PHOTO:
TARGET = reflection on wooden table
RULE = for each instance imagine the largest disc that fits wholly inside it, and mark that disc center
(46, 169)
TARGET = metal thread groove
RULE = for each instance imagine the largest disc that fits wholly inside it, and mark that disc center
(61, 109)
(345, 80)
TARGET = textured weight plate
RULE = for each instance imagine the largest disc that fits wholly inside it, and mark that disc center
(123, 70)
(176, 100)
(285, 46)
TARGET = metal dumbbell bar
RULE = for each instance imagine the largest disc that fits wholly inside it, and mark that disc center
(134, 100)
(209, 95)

---

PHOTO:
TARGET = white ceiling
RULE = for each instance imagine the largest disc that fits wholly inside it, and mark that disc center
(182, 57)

---

The answer must be a single number: the count of lines in the records above that contain the word "TARGET".

5